--- begin Given data ---

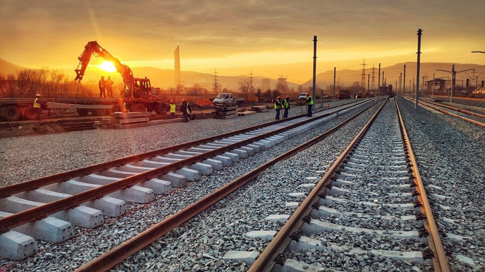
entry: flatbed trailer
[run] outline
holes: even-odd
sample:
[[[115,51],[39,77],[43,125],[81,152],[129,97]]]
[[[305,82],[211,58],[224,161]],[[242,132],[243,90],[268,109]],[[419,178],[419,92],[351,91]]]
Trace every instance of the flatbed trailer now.
[[[0,118],[5,121],[34,120],[33,97],[0,98]],[[42,97],[47,102],[47,109],[74,108],[81,116],[89,112],[94,116],[109,114],[118,109],[118,98],[98,97]]]

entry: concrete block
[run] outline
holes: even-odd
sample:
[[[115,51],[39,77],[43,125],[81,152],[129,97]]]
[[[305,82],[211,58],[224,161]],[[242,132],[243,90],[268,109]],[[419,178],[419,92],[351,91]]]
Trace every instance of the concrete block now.
[[[135,203],[148,203],[155,199],[153,190],[136,185],[126,189],[110,193],[108,195]]]
[[[231,161],[232,162],[236,162],[239,160],[239,156],[237,156],[237,154],[235,154],[231,152],[225,152],[223,153],[222,156],[230,158]]]
[[[232,161],[231,160],[231,158],[225,156],[217,155],[213,158],[213,159],[222,162],[222,165],[224,166],[229,166],[232,164]]]
[[[276,231],[251,231],[245,234],[249,238],[259,238],[267,240],[272,239],[276,235]]]
[[[222,164],[222,162],[218,160],[214,160],[213,159],[208,159],[207,160],[202,161],[202,163],[205,163],[209,164],[212,166],[212,169],[214,171],[219,171],[222,169],[223,165]]]
[[[240,159],[245,159],[248,158],[248,152],[242,149],[233,149],[231,150],[231,153],[236,154]]]
[[[0,218],[12,214],[0,212]],[[64,242],[74,235],[71,223],[50,217],[24,224],[14,228],[12,230],[52,243]]]
[[[185,176],[185,179],[188,181],[196,181],[199,180],[200,178],[200,174],[198,171],[190,169],[186,167],[175,170],[174,173]]]
[[[254,149],[250,147],[248,147],[247,146],[240,147],[238,149],[246,151],[248,156],[253,156],[254,155]]]
[[[126,212],[126,202],[111,196],[104,196],[83,203],[82,205],[101,211],[105,216],[117,217]]]
[[[87,229],[95,228],[105,223],[101,211],[82,206],[58,212],[51,216]]]
[[[172,190],[172,183],[167,180],[152,178],[138,183],[141,186],[153,190],[155,194],[168,194]]]
[[[0,257],[19,260],[37,252],[35,240],[30,236],[15,231],[0,235]]]
[[[185,167],[189,169],[197,170],[199,171],[200,174],[205,176],[211,175],[214,172],[212,165],[203,163],[195,163]]]
[[[252,265],[256,258],[259,255],[258,251],[227,251],[222,256],[223,259],[230,260],[235,262],[244,261],[248,266]]]
[[[181,188],[187,185],[187,180],[185,176],[175,173],[169,173],[159,177],[158,178],[170,181],[172,183],[172,187],[174,188]]]

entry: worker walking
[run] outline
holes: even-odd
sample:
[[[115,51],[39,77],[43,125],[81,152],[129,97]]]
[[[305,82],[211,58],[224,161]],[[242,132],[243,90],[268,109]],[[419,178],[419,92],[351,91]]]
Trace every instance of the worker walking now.
[[[283,100],[283,119],[288,118],[288,111],[289,110],[289,96],[287,95]]]
[[[175,103],[173,103],[173,100],[170,100],[170,119],[175,118]]]
[[[106,82],[105,81],[105,77],[101,77],[101,79],[98,82],[98,85],[100,87],[100,98],[102,95],[105,98],[106,98],[106,93],[105,90],[106,89]]]
[[[113,98],[113,81],[111,77],[108,77],[108,80],[105,82],[106,84],[106,90],[108,91],[108,97]]]
[[[279,120],[279,112],[281,110],[282,107],[281,97],[276,97],[274,101],[274,109],[276,111],[276,115],[274,116],[275,120]]]
[[[187,122],[188,121],[188,113],[192,113],[192,107],[187,102],[187,99],[182,99],[182,105],[180,105],[180,112],[183,114],[183,121]]]
[[[49,114],[51,114],[50,110],[47,109],[47,102],[40,100],[40,95],[39,94],[35,95],[33,107],[34,110],[35,111],[36,119],[37,120],[40,120],[40,114],[42,113],[42,109],[49,110]]]
[[[312,95],[309,93],[307,93],[307,99],[306,100],[308,111],[307,116],[312,117],[312,107],[313,106],[313,98]]]

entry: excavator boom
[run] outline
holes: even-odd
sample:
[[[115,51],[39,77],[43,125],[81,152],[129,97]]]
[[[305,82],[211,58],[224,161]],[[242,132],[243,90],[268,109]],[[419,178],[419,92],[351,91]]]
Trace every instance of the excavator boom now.
[[[87,64],[89,63],[91,56],[92,55],[102,57],[106,60],[112,62],[116,68],[116,71],[121,74],[124,80],[133,79],[133,73],[129,67],[122,63],[119,60],[113,56],[108,51],[100,46],[96,41],[93,41],[87,43],[87,44],[84,46],[84,50],[78,57],[79,64],[77,65],[77,69],[74,70],[76,72],[76,79],[74,80],[82,80],[82,77],[84,75],[84,72],[87,67]]]

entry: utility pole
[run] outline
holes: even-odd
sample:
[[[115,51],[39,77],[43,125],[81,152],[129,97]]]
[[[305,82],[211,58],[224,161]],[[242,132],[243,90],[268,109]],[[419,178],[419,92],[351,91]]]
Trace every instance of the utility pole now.
[[[370,74],[367,74],[367,93],[369,93],[369,81],[370,80]]]
[[[416,99],[415,99],[414,108],[418,108],[418,100],[419,99],[419,60],[421,57],[421,35],[422,35],[423,31],[421,29],[418,29],[418,54],[417,65],[416,67]],[[424,81],[424,79],[423,81]]]
[[[333,67],[333,100],[335,100],[335,73],[336,69],[335,67]]]
[[[377,95],[380,95],[380,63],[379,63],[379,81],[377,81]]]
[[[315,99],[315,80],[317,73],[317,36],[313,36],[313,91],[312,99]]]
[[[404,93],[406,93],[406,64],[404,64],[404,77],[403,78],[403,98],[404,98]]]
[[[455,64],[453,64],[453,67],[451,71],[448,71],[446,70],[437,70],[437,71],[442,71],[446,73],[451,73],[451,94],[450,96],[450,102],[453,102],[453,94],[455,93],[455,82],[456,80],[456,74],[459,73],[462,73],[466,71],[471,71],[474,70],[474,69],[468,69],[467,70],[462,70],[461,71],[455,71]]]

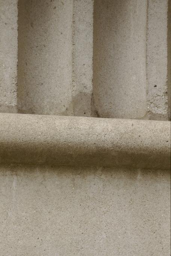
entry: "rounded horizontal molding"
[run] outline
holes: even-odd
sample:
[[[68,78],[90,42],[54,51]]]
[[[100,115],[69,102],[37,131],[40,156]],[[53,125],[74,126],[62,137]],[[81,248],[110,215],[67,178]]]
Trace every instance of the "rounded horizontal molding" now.
[[[170,122],[0,113],[0,162],[166,169]]]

--- end Given data ---

Pick out every line in the listing above that contains the word "Trace", treating uppercase and lowercase as distinct.

Trace every instance of the flatbed trailer now.
Trace every instance of the concrete block now.
Trace every instance of the worker walking now.
Trace every instance of the excavator boom now.
Trace every instance of the utility pole now.
Trace every instance of the "rounded horizontal molding" now.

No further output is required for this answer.